Extract every line in the data below that contains the word "Target", treating uppercase and lowercase as different.

____________

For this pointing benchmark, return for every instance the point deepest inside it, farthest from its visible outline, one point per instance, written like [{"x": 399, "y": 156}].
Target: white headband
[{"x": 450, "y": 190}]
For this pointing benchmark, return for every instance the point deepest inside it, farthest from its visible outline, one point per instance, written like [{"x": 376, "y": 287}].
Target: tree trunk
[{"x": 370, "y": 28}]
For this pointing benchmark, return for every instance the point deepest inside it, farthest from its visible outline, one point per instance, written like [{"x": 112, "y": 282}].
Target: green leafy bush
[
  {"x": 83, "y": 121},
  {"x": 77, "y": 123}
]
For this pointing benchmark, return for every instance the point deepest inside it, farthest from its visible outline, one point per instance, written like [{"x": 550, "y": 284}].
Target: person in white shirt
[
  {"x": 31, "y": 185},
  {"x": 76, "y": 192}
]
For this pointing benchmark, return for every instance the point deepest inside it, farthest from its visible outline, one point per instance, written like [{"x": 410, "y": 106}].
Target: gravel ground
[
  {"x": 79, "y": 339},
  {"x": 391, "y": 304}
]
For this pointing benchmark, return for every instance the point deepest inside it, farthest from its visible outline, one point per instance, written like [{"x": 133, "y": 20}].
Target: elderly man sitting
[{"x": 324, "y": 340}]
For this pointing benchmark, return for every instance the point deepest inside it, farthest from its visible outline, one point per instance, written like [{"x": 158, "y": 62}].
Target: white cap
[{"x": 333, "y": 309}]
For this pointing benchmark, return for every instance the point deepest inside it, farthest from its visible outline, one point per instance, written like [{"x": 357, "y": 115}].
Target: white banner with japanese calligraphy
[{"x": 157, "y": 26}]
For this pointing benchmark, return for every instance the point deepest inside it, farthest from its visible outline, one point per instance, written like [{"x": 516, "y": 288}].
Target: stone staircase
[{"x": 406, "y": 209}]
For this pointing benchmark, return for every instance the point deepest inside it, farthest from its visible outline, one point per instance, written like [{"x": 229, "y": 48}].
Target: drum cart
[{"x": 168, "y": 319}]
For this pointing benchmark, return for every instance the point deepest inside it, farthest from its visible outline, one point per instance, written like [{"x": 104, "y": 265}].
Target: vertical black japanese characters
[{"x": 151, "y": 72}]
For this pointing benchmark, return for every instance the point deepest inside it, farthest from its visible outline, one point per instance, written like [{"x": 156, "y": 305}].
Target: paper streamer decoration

____________

■ The answer:
Target: white headband
Target: tree trunk
Target: green leafy bush
Target: person in white shirt
Target: gravel ground
Target: elderly man sitting
Target: white cap
Target: white banner with japanese calligraphy
Target: stone staircase
Target: drum cart
Target: vertical black japanese characters
Target: paper streamer decoration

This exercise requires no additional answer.